What is needed
How many of the lines below contain the word "black"? Reply with the number alone.

------------------------------------

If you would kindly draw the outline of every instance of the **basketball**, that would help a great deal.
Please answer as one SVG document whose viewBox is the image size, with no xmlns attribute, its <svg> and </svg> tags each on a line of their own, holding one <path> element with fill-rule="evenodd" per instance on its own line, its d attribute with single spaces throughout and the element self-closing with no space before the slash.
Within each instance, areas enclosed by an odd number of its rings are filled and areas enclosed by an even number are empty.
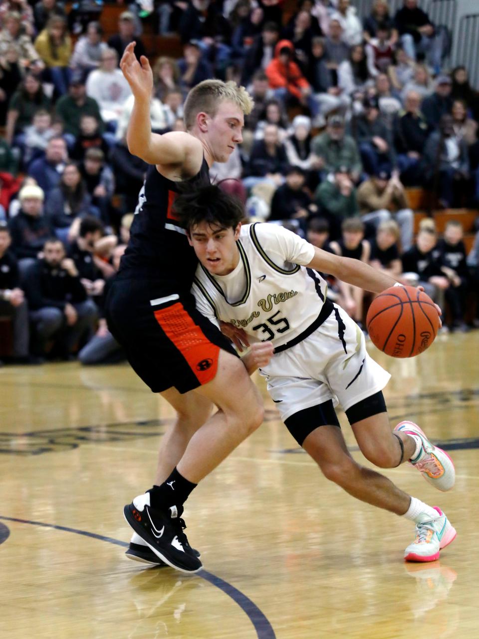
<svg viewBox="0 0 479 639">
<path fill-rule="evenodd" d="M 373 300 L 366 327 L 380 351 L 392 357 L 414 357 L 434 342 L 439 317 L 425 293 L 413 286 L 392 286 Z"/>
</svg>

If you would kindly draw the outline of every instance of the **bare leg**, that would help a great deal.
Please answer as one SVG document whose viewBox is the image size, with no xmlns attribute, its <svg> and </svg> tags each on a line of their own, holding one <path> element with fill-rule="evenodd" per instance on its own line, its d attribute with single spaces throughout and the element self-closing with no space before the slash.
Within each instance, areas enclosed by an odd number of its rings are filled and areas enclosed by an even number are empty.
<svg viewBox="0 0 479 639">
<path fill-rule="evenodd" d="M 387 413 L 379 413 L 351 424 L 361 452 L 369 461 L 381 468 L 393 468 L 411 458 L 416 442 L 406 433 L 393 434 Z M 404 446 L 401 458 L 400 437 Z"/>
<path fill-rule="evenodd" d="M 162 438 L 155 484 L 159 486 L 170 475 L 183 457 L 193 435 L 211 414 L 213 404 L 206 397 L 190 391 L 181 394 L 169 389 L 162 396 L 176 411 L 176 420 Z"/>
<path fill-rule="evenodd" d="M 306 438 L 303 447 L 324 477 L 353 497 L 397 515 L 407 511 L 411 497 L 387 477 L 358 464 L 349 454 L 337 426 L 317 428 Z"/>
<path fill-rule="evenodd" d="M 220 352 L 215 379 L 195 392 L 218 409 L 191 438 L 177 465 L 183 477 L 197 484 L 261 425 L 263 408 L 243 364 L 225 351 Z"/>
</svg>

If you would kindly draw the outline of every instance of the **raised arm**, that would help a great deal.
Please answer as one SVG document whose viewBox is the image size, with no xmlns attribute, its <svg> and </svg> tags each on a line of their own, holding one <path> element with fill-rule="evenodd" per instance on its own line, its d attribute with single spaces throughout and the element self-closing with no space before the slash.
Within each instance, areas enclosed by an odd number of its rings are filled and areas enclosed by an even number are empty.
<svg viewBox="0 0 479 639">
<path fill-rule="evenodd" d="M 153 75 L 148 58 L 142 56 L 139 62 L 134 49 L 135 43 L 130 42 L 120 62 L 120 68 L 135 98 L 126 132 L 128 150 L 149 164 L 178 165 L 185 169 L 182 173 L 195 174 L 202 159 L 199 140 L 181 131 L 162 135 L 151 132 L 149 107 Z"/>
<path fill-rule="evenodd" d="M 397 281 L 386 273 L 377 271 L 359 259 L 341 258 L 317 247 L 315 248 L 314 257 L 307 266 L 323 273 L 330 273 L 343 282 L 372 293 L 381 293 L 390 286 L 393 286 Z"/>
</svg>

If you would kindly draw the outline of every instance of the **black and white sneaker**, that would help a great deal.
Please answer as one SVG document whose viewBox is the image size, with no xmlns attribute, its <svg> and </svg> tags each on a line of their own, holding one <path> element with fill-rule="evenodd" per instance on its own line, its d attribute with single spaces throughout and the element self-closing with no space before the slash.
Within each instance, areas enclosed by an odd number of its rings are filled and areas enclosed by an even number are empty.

------------------------------------

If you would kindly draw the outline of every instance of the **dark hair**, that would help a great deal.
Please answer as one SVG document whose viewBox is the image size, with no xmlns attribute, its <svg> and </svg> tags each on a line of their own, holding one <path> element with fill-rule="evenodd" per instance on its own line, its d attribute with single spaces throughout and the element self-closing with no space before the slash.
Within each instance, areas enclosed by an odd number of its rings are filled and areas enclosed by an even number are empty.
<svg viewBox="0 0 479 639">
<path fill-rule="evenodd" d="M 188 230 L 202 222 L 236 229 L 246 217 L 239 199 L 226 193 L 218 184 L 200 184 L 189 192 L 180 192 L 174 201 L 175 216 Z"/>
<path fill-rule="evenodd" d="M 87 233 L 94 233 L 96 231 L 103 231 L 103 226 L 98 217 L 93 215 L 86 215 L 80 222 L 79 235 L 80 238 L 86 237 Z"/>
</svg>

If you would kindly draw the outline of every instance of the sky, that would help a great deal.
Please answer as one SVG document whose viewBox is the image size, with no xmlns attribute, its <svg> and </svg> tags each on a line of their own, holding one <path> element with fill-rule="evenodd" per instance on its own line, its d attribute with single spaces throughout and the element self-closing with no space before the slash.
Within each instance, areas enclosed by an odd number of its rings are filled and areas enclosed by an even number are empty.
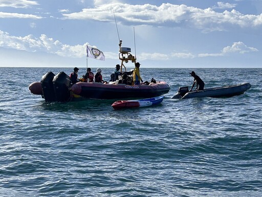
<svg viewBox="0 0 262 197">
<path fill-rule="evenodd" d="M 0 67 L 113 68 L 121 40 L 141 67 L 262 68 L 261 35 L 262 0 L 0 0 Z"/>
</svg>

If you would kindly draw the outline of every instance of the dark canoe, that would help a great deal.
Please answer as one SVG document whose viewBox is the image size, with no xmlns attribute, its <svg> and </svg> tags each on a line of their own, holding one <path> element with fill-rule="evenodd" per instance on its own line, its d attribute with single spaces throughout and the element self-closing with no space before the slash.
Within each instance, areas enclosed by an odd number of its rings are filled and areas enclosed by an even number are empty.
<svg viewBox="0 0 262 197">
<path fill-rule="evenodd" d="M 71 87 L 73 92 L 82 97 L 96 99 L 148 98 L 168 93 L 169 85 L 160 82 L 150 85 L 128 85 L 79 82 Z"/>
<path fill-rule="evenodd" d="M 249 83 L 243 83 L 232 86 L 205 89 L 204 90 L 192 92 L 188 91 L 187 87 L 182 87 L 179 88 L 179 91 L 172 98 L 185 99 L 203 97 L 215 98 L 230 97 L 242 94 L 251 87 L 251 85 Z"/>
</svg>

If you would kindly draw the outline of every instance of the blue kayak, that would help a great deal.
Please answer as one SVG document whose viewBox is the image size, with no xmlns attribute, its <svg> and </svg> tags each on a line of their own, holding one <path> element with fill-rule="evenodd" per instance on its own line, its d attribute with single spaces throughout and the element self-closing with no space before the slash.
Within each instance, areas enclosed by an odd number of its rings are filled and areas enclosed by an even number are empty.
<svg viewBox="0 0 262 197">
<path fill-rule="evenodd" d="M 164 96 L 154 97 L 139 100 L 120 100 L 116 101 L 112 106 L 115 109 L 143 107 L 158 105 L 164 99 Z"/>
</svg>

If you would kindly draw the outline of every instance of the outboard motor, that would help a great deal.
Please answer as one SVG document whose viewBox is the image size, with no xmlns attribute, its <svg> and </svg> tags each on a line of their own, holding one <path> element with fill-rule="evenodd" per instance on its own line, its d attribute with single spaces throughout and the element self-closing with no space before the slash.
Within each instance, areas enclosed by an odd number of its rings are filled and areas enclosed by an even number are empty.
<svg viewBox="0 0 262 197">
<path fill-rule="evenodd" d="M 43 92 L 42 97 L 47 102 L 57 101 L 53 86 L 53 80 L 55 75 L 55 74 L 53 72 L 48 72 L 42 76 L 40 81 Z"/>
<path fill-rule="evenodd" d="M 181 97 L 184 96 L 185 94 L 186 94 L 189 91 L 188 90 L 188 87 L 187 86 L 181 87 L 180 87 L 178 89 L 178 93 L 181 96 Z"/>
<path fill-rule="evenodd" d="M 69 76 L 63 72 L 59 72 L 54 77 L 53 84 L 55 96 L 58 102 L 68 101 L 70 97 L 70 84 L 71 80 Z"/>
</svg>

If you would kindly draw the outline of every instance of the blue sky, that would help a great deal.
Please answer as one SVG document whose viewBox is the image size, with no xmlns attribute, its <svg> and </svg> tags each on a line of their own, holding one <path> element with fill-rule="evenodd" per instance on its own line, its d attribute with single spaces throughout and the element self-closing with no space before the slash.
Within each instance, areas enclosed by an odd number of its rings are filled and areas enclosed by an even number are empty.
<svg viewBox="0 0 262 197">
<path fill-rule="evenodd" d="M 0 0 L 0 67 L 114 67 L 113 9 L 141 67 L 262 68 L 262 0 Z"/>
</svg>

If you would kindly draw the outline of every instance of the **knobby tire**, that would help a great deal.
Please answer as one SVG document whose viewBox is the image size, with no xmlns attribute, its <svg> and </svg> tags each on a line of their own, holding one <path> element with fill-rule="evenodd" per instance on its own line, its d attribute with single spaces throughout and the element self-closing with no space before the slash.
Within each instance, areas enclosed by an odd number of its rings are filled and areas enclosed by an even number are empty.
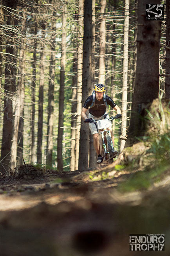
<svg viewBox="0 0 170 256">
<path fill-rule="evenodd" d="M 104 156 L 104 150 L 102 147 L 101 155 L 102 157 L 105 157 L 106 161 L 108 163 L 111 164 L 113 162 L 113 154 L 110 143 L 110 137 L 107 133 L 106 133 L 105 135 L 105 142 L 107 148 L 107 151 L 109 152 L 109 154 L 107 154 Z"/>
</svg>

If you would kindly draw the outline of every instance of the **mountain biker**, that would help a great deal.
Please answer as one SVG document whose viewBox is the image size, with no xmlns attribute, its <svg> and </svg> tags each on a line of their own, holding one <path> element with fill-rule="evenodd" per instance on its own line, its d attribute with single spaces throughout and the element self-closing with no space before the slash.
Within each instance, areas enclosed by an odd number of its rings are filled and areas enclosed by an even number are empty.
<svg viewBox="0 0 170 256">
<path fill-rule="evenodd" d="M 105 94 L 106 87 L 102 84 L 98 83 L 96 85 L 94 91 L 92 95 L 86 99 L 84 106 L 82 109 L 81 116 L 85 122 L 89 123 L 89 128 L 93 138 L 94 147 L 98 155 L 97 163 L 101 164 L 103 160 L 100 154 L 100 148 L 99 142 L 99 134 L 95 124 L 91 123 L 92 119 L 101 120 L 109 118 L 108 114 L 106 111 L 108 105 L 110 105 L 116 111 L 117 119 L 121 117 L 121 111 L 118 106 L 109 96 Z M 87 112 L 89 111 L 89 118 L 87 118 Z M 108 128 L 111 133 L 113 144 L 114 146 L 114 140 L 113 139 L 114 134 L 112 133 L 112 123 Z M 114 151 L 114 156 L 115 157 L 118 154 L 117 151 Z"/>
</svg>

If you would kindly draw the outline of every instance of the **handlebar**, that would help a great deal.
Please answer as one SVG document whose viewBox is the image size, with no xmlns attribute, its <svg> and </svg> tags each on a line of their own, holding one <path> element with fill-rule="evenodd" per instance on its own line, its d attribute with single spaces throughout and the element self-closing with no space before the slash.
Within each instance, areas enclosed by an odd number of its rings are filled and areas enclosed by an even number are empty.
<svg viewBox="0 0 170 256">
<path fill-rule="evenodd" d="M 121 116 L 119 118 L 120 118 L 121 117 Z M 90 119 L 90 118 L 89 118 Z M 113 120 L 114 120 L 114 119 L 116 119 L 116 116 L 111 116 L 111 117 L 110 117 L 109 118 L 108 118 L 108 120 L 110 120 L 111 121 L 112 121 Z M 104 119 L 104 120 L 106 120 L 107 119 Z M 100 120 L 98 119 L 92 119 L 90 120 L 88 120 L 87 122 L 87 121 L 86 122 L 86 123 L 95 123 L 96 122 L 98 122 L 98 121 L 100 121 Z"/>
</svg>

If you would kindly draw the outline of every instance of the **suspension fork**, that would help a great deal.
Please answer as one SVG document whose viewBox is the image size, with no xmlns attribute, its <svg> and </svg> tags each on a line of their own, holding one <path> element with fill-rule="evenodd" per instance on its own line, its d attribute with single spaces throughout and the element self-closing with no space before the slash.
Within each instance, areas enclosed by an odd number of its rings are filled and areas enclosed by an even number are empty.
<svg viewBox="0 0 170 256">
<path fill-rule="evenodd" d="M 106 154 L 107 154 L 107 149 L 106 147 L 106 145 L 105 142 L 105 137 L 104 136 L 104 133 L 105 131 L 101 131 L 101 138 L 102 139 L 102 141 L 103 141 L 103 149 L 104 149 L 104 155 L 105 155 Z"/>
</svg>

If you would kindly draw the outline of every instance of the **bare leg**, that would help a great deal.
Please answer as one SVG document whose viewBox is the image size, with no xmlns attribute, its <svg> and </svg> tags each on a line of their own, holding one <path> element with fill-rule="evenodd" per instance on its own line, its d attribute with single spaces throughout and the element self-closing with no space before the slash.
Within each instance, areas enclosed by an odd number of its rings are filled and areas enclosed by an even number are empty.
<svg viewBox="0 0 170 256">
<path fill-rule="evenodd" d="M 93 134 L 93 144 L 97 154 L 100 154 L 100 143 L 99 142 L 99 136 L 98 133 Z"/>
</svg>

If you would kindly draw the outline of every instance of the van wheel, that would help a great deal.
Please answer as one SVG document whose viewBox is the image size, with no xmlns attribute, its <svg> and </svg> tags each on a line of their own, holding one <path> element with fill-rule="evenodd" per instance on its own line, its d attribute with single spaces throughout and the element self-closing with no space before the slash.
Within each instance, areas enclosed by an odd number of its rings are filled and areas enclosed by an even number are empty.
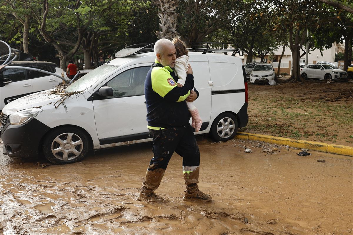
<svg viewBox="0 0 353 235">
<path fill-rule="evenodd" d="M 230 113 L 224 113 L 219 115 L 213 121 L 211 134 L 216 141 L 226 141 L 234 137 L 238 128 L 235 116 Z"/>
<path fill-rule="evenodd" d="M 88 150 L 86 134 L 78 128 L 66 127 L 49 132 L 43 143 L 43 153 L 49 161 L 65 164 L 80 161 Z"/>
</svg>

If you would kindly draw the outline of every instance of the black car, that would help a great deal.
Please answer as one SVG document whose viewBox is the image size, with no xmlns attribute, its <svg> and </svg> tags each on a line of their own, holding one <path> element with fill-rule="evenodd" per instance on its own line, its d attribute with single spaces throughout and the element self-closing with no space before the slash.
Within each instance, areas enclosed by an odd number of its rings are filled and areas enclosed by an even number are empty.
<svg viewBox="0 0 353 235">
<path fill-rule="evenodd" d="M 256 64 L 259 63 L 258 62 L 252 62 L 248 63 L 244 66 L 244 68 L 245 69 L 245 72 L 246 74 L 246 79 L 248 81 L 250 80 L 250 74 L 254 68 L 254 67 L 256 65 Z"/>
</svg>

------------------------------------

Output for this exercise
2